**RECORDS TO USE:**
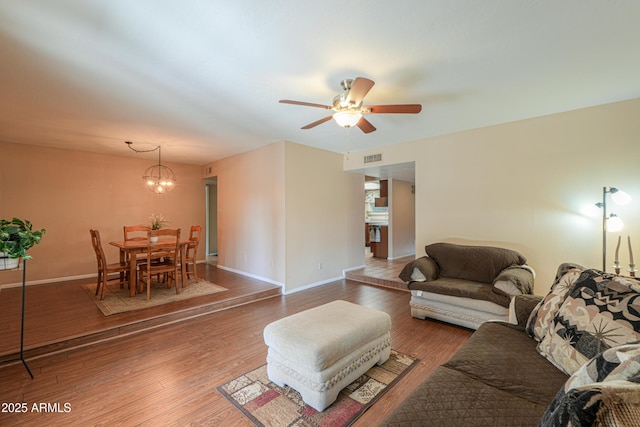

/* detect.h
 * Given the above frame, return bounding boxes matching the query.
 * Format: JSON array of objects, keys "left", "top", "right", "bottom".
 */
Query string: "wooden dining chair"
[
  {"left": 138, "top": 228, "right": 180, "bottom": 300},
  {"left": 184, "top": 225, "right": 201, "bottom": 282},
  {"left": 123, "top": 225, "right": 150, "bottom": 282},
  {"left": 89, "top": 230, "right": 129, "bottom": 299}
]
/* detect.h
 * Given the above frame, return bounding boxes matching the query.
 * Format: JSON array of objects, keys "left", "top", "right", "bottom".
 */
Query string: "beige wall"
[
  {"left": 345, "top": 99, "right": 640, "bottom": 294},
  {"left": 203, "top": 142, "right": 364, "bottom": 293},
  {"left": 389, "top": 179, "right": 416, "bottom": 259},
  {"left": 0, "top": 143, "right": 205, "bottom": 286},
  {"left": 203, "top": 143, "right": 285, "bottom": 285},
  {"left": 285, "top": 143, "right": 364, "bottom": 291}
]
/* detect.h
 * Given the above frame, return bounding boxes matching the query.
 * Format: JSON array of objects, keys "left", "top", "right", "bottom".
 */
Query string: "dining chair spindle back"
[
  {"left": 89, "top": 230, "right": 129, "bottom": 299},
  {"left": 138, "top": 228, "right": 180, "bottom": 300},
  {"left": 184, "top": 225, "right": 202, "bottom": 282}
]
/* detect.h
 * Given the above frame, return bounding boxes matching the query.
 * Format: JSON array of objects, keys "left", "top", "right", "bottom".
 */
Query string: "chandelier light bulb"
[
  {"left": 607, "top": 213, "right": 624, "bottom": 233},
  {"left": 611, "top": 187, "right": 631, "bottom": 205}
]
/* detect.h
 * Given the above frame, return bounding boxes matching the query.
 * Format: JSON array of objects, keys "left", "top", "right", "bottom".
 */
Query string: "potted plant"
[
  {"left": 0, "top": 218, "right": 45, "bottom": 270},
  {"left": 149, "top": 214, "right": 169, "bottom": 243}
]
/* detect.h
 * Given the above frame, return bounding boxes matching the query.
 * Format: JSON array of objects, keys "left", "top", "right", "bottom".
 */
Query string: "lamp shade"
[
  {"left": 333, "top": 110, "right": 362, "bottom": 128},
  {"left": 611, "top": 188, "right": 631, "bottom": 205},
  {"left": 142, "top": 164, "right": 176, "bottom": 194},
  {"left": 607, "top": 214, "right": 624, "bottom": 233}
]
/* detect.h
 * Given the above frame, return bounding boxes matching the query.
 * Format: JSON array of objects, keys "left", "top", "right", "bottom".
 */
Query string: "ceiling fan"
[{"left": 280, "top": 77, "right": 422, "bottom": 133}]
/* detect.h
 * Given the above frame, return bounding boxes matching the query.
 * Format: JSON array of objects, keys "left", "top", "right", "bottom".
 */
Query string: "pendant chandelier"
[{"left": 125, "top": 141, "right": 176, "bottom": 194}]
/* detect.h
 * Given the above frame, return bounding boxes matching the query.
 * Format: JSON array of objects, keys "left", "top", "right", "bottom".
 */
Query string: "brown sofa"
[
  {"left": 399, "top": 243, "right": 534, "bottom": 329},
  {"left": 382, "top": 264, "right": 640, "bottom": 427}
]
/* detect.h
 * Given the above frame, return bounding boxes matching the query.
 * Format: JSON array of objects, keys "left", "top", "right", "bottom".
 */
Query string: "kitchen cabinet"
[
  {"left": 380, "top": 179, "right": 389, "bottom": 197},
  {"left": 370, "top": 225, "right": 389, "bottom": 259}
]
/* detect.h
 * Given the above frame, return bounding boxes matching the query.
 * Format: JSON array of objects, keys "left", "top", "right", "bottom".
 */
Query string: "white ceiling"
[{"left": 0, "top": 0, "right": 640, "bottom": 165}]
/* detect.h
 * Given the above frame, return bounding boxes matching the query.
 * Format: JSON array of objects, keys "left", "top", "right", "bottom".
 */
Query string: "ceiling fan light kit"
[
  {"left": 280, "top": 77, "right": 422, "bottom": 133},
  {"left": 333, "top": 110, "right": 362, "bottom": 128}
]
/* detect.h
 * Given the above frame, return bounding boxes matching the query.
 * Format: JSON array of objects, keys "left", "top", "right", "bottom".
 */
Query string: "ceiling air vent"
[{"left": 364, "top": 153, "right": 382, "bottom": 163}]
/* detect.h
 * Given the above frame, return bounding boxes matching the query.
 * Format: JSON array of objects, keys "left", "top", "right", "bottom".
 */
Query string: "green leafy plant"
[
  {"left": 149, "top": 214, "right": 169, "bottom": 230},
  {"left": 0, "top": 218, "right": 46, "bottom": 259}
]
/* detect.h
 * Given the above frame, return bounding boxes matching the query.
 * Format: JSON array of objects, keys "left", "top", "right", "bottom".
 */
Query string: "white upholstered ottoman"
[{"left": 264, "top": 300, "right": 391, "bottom": 411}]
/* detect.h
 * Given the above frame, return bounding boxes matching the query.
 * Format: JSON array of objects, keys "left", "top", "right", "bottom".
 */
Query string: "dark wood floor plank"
[{"left": 0, "top": 262, "right": 471, "bottom": 427}]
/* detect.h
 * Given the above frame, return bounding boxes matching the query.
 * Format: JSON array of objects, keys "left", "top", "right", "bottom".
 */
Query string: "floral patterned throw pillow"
[
  {"left": 526, "top": 263, "right": 583, "bottom": 341},
  {"left": 539, "top": 342, "right": 640, "bottom": 427},
  {"left": 538, "top": 270, "right": 640, "bottom": 375}
]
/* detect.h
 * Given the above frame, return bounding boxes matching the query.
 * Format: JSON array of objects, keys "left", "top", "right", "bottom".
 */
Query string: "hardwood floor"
[{"left": 0, "top": 260, "right": 472, "bottom": 426}]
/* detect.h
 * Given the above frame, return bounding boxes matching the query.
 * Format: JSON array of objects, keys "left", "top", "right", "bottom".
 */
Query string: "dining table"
[{"left": 109, "top": 238, "right": 193, "bottom": 297}]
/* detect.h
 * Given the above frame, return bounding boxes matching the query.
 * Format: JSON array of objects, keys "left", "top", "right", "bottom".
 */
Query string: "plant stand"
[{"left": 0, "top": 259, "right": 33, "bottom": 379}]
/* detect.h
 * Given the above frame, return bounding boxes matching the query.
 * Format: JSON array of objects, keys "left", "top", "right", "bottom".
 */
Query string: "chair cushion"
[
  {"left": 527, "top": 263, "right": 583, "bottom": 341},
  {"left": 540, "top": 342, "right": 640, "bottom": 427},
  {"left": 538, "top": 269, "right": 640, "bottom": 375},
  {"left": 425, "top": 243, "right": 527, "bottom": 284}
]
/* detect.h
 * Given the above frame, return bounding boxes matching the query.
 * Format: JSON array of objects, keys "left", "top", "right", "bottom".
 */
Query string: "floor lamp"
[
  {"left": 0, "top": 258, "right": 33, "bottom": 379},
  {"left": 596, "top": 187, "right": 631, "bottom": 271}
]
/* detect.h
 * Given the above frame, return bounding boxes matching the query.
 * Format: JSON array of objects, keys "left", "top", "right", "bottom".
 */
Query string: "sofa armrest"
[
  {"left": 509, "top": 295, "right": 542, "bottom": 328},
  {"left": 493, "top": 265, "right": 535, "bottom": 297},
  {"left": 398, "top": 256, "right": 440, "bottom": 282}
]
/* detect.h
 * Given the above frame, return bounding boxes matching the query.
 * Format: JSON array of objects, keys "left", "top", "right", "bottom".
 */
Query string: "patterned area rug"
[
  {"left": 82, "top": 280, "right": 227, "bottom": 316},
  {"left": 218, "top": 350, "right": 418, "bottom": 427}
]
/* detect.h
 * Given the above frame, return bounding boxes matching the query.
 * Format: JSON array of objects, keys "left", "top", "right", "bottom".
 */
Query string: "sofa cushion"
[
  {"left": 381, "top": 322, "right": 567, "bottom": 427},
  {"left": 527, "top": 263, "right": 583, "bottom": 341},
  {"left": 379, "top": 364, "right": 555, "bottom": 427},
  {"left": 493, "top": 265, "right": 535, "bottom": 297},
  {"left": 539, "top": 342, "right": 640, "bottom": 427},
  {"left": 538, "top": 270, "right": 640, "bottom": 374},
  {"left": 407, "top": 277, "right": 511, "bottom": 307},
  {"left": 398, "top": 256, "right": 440, "bottom": 282},
  {"left": 425, "top": 243, "right": 527, "bottom": 284},
  {"left": 442, "top": 322, "right": 567, "bottom": 406}
]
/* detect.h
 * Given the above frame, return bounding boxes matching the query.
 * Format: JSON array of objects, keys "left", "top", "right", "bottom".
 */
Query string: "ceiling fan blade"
[
  {"left": 347, "top": 77, "right": 375, "bottom": 105},
  {"left": 356, "top": 117, "right": 376, "bottom": 133},
  {"left": 300, "top": 115, "right": 333, "bottom": 129},
  {"left": 362, "top": 104, "right": 422, "bottom": 114},
  {"left": 278, "top": 99, "right": 333, "bottom": 110}
]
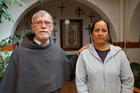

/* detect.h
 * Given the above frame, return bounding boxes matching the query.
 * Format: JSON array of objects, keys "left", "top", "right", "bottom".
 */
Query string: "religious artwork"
[{"left": 60, "top": 20, "right": 83, "bottom": 50}]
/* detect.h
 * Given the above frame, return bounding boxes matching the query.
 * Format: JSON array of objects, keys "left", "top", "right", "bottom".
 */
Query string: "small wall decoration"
[
  {"left": 60, "top": 20, "right": 83, "bottom": 50},
  {"left": 75, "top": 6, "right": 85, "bottom": 17}
]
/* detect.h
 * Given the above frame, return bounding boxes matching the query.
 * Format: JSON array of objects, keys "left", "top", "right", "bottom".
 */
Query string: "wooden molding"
[{"left": 113, "top": 42, "right": 140, "bottom": 48}]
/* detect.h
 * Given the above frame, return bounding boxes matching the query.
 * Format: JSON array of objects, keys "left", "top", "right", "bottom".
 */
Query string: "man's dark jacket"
[{"left": 0, "top": 34, "right": 77, "bottom": 93}]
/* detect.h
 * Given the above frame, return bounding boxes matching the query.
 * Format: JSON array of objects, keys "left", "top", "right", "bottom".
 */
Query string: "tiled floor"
[{"left": 62, "top": 81, "right": 77, "bottom": 93}]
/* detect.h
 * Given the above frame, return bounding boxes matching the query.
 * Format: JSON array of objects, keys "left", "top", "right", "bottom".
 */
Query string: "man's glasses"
[{"left": 33, "top": 21, "right": 53, "bottom": 26}]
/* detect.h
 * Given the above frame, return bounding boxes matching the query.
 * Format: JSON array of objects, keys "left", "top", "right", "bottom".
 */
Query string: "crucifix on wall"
[
  {"left": 58, "top": 3, "right": 66, "bottom": 14},
  {"left": 86, "top": 24, "right": 92, "bottom": 35},
  {"left": 53, "top": 38, "right": 57, "bottom": 43},
  {"left": 88, "top": 13, "right": 95, "bottom": 23},
  {"left": 75, "top": 6, "right": 85, "bottom": 17}
]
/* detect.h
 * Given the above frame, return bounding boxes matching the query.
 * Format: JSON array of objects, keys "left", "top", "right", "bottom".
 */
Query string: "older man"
[{"left": 0, "top": 10, "right": 87, "bottom": 93}]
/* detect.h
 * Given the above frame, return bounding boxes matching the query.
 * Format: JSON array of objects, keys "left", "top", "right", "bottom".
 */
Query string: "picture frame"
[{"left": 60, "top": 19, "right": 83, "bottom": 51}]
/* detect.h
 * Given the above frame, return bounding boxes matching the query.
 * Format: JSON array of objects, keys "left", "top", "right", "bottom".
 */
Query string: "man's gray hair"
[{"left": 32, "top": 10, "right": 53, "bottom": 23}]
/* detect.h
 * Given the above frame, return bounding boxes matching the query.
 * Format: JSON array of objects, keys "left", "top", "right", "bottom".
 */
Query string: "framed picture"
[{"left": 60, "top": 20, "right": 83, "bottom": 51}]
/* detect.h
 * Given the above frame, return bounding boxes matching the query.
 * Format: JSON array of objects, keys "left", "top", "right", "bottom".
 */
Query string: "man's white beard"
[{"left": 36, "top": 29, "right": 52, "bottom": 39}]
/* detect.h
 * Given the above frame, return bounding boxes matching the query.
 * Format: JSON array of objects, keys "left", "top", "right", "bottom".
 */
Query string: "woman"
[{"left": 76, "top": 20, "right": 134, "bottom": 93}]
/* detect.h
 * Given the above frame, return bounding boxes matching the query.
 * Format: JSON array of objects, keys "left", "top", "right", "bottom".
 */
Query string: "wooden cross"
[
  {"left": 58, "top": 3, "right": 66, "bottom": 14},
  {"left": 53, "top": 38, "right": 57, "bottom": 43},
  {"left": 89, "top": 37, "right": 91, "bottom": 43},
  {"left": 75, "top": 7, "right": 85, "bottom": 17},
  {"left": 88, "top": 13, "right": 95, "bottom": 23},
  {"left": 15, "top": 41, "right": 20, "bottom": 47},
  {"left": 53, "top": 30, "right": 57, "bottom": 37},
  {"left": 53, "top": 22, "right": 56, "bottom": 26},
  {"left": 86, "top": 24, "right": 92, "bottom": 35}
]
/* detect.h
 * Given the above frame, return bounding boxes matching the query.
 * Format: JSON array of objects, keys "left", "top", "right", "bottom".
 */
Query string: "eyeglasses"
[{"left": 33, "top": 21, "right": 53, "bottom": 26}]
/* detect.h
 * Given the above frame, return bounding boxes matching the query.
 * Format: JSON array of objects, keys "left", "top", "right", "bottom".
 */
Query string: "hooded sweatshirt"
[
  {"left": 76, "top": 44, "right": 134, "bottom": 93},
  {"left": 0, "top": 34, "right": 75, "bottom": 93}
]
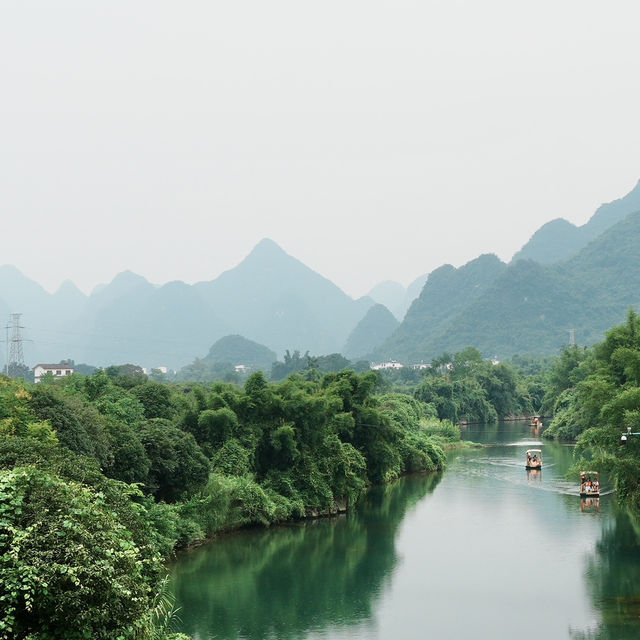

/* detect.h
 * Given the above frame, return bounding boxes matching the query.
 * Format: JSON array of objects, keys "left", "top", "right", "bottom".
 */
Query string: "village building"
[
  {"left": 33, "top": 364, "right": 73, "bottom": 383},
  {"left": 371, "top": 360, "right": 404, "bottom": 371}
]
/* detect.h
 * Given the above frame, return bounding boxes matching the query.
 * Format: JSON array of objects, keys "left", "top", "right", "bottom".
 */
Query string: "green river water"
[{"left": 171, "top": 423, "right": 640, "bottom": 640}]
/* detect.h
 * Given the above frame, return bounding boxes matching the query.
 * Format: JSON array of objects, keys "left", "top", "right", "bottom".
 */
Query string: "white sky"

**EXERCISE GOAL:** Pick out every line of the rows above that contains the word "picture", and copy each one. Case counts.

**RIGHT ANSWER:**
Query string: "picture frame"
Query string: "framed picture"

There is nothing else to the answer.